> **Text extract**
● ● ● ●

From: Mark E. Shoulson (mark@kli.org)
Date: Tue Oct 02 2007 - 06:55:23 CST
Has anyone mentioned the information-theoretic implications of this
scheme? By using a whole *character* to mark the following one as
capitalized, it essentially devotes one whole character, say eight or
sixteen bits or whatever it takes, to transmit *ONE* bit of information
(is it capital or not?). The other variants, "abbreviation" or whatever,
don't change this much; it's still a whole character to handle two or
three bits of information.
What's more, the burden of the extra information falls on the text
itself, not on the encoding tables. We would hope that the text and
information encoded in Unicode should be hundreds of times more than the
size of the tables, even replicated in all the software that uses it.
After all, the point of Unicode is to encode the information, not the
other way around. So the extra bits are repeated in every document that
uses capital letters, rather than just living in the much smaller
encoding tables and software. Admittedly this would be an advantage, I
guess, for documents in languages that don't use capitals, but (a) so
what, and (b) let's face it, Latin is far and away the most used writing
system in computer storage.

● ● ● ●

(Coordinate annotation records)
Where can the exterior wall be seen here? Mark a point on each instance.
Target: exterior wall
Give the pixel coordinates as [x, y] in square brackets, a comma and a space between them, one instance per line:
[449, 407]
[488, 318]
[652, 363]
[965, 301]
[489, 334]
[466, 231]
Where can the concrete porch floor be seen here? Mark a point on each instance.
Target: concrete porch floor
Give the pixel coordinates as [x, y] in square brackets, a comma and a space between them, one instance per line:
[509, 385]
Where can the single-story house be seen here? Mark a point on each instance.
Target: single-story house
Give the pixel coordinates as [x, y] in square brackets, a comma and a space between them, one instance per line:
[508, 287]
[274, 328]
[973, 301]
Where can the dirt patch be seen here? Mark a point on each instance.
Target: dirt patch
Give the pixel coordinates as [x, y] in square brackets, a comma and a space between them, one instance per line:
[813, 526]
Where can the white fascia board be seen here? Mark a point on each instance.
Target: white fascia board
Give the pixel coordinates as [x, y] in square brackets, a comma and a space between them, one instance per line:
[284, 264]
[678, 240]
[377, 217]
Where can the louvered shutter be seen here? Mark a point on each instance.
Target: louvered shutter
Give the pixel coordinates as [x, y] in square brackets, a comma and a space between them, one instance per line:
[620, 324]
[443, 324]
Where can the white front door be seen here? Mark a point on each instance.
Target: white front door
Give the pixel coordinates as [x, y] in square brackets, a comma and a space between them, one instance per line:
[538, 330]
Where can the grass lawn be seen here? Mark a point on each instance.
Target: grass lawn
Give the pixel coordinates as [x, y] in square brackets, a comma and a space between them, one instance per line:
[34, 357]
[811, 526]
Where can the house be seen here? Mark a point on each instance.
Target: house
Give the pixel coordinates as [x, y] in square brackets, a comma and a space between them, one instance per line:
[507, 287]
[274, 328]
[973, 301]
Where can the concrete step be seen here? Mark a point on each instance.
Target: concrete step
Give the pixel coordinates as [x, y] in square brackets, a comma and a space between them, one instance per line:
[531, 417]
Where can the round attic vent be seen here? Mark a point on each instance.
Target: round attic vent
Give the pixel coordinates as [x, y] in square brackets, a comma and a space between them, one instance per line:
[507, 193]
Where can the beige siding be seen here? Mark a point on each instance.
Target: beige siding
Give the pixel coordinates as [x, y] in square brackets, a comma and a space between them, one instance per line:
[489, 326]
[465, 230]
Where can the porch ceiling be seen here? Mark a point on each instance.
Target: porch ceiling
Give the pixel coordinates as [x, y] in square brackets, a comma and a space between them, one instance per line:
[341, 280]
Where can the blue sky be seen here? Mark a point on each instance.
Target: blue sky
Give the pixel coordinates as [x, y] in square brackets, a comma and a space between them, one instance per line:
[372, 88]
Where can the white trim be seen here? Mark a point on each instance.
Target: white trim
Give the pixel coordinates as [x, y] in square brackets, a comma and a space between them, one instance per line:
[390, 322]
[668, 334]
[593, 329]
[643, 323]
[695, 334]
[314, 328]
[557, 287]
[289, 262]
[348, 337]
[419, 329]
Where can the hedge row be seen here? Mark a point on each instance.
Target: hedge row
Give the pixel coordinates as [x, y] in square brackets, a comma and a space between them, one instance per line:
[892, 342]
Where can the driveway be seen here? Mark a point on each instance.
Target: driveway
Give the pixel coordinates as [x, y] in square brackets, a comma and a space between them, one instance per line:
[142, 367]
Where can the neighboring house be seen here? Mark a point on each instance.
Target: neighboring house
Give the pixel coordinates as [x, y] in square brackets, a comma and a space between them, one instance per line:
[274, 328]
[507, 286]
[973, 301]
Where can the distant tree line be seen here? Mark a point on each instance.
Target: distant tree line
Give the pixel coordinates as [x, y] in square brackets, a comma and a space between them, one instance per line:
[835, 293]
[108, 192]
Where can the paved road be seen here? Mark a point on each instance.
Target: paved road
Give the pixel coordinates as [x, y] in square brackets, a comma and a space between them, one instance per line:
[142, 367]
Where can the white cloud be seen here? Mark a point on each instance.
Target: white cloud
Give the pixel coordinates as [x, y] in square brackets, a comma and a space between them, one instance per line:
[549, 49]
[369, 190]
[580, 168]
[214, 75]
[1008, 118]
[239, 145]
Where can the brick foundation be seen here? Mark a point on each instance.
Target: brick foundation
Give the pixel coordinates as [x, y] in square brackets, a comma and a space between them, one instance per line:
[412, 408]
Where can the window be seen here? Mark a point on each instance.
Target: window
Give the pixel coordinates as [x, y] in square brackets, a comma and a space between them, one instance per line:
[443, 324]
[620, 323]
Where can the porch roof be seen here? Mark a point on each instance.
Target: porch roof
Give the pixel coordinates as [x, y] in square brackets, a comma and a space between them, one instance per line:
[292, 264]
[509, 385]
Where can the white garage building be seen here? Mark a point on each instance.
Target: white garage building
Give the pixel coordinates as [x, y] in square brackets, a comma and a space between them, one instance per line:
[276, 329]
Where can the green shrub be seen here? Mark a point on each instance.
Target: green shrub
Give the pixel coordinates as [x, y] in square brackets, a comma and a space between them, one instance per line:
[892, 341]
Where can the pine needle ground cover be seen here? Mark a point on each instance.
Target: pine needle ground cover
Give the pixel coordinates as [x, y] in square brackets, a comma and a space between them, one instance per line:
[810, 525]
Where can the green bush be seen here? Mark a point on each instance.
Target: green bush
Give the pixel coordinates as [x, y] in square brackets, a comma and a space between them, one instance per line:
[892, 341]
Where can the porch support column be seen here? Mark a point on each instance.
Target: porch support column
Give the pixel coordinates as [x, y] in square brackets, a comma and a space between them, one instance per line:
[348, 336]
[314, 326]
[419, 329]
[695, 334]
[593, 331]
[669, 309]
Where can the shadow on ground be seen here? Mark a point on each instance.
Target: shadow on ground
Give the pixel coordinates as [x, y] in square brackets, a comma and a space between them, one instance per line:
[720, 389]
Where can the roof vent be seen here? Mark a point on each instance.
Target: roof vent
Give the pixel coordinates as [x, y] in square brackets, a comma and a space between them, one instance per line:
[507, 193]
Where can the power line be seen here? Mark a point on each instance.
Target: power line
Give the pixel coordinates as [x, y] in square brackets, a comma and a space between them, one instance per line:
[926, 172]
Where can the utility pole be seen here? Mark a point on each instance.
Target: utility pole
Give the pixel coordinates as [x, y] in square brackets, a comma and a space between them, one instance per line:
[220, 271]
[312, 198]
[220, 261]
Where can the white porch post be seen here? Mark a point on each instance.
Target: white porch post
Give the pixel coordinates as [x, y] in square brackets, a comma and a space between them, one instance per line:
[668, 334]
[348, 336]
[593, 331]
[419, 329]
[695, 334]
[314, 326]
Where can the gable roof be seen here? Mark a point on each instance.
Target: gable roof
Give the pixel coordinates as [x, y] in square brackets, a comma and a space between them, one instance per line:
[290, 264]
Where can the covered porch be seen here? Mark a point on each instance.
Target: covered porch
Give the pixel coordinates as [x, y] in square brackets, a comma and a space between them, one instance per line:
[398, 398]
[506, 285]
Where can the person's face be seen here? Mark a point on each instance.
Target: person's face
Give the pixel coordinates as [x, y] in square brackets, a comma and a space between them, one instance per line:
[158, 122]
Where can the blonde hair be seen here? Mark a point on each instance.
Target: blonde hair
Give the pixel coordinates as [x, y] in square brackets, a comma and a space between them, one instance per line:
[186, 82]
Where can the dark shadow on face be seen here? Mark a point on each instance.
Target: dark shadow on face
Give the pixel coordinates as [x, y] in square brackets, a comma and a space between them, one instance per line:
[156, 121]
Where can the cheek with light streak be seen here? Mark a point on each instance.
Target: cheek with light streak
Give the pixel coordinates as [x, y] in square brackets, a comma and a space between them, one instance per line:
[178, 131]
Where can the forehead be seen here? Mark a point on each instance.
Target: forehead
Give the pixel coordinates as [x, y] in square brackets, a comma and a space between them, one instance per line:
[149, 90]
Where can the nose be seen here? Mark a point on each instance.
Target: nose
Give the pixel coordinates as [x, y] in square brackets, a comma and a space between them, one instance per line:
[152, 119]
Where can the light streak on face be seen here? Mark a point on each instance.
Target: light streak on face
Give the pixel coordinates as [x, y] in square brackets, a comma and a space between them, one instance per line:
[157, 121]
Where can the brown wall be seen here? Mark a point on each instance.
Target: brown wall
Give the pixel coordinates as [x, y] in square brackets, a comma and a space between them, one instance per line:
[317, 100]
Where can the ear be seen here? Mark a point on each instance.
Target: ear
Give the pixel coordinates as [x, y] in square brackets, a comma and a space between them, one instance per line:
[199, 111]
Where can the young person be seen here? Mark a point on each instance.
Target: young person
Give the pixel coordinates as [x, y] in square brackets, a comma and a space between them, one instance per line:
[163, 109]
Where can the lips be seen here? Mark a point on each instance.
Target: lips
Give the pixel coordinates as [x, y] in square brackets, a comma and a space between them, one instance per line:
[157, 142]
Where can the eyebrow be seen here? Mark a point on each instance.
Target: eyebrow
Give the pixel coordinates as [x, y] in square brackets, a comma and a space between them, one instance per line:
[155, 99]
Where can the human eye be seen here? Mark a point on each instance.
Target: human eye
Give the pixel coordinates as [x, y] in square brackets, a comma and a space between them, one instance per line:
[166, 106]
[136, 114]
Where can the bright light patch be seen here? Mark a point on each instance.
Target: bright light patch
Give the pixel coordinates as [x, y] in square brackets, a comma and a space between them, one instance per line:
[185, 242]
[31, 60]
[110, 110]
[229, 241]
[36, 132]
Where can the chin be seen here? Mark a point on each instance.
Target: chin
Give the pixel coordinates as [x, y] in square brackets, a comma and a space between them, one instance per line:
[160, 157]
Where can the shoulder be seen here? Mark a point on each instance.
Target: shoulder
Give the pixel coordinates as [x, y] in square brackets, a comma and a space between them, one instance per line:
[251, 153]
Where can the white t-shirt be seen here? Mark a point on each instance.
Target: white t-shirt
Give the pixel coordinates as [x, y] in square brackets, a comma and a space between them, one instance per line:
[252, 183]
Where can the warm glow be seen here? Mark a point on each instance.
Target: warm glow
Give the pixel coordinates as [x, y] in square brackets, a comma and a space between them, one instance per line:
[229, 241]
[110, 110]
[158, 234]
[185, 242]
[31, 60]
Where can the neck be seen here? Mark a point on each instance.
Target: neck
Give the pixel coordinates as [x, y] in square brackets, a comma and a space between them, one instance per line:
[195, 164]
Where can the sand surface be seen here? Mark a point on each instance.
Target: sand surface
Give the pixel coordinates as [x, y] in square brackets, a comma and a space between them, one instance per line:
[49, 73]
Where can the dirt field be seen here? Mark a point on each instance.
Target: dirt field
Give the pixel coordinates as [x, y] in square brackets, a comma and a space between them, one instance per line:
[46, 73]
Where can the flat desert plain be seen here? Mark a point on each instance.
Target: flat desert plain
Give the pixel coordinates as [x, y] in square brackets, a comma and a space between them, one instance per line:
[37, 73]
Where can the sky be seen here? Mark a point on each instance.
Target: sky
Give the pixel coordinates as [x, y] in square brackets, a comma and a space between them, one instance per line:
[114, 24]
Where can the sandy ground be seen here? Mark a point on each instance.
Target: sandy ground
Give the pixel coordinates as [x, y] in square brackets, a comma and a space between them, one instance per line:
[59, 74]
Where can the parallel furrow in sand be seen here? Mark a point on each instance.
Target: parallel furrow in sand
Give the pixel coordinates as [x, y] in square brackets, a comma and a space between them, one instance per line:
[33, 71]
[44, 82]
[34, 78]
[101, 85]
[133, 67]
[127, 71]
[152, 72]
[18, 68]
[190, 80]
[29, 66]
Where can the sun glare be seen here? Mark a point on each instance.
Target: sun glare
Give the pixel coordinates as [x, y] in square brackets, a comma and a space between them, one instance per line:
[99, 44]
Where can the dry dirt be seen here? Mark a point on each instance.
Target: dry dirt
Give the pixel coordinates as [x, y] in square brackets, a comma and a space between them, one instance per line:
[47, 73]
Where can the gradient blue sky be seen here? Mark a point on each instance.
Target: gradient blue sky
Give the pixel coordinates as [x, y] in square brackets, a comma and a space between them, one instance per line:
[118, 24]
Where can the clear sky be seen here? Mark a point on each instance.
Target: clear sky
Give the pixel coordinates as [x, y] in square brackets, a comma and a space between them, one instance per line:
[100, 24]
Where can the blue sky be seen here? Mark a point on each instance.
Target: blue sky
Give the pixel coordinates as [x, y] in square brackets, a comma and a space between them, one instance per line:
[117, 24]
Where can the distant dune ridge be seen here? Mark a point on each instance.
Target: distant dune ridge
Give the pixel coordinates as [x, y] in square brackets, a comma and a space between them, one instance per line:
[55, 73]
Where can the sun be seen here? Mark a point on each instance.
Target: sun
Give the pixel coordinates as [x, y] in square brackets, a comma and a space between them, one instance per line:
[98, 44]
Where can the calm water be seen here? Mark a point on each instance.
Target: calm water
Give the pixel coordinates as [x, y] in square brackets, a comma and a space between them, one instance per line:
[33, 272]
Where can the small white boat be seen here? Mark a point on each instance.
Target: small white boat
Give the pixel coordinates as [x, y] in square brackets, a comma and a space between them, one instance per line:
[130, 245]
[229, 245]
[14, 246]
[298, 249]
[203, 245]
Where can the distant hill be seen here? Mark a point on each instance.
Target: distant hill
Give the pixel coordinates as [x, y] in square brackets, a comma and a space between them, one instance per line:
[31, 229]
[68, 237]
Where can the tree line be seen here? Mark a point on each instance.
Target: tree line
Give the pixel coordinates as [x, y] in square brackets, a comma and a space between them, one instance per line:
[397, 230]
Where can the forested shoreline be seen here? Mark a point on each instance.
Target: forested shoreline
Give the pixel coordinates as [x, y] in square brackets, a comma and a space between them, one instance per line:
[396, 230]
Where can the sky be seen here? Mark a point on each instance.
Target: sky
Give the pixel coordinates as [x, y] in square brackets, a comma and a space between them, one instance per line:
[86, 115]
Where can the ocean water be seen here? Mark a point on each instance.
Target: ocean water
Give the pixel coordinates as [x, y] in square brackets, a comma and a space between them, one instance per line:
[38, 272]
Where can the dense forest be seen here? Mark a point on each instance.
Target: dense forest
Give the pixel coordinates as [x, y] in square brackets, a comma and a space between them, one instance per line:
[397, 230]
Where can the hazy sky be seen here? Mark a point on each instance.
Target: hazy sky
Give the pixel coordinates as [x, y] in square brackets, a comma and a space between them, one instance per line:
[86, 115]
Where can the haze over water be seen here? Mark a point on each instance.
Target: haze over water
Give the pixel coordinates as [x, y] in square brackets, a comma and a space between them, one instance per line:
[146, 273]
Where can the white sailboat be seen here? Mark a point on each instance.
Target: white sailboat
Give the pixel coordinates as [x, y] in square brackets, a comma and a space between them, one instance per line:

● ● ● ●

> **Stated goal A**
Pull out each line of the listing that has the string "hill" in it, treating uppercase and lowercase as different.
> **Stated goal B**
Carry on the forum post about using a character to mark capital letters, starting right after its last sentence.

> **Output A**
Where can the distant hill be seen here? Mark a point on each instance.
Target: distant hill

> **Output B**
As regards Unicode II, it should be noted that there are lots of things
that really are wrong with Unicode, mistakes that shouldn't have been
made but that can't be changed (as opposed to capitalization, which
isn't a mistake). There's the famous case of FHTORA, which is known to
be misspelled, and cannot be changed. Or the annoyance of Hebrew vowel
combining classes setup wrong. And nobody is seriously proposing a
Next-Generation Unicode in which the so-called "Cleanicode" (Unicode
where everything is done *right*) is implemented from scratch. Such a
radical change would not be worth the pain of implementing it.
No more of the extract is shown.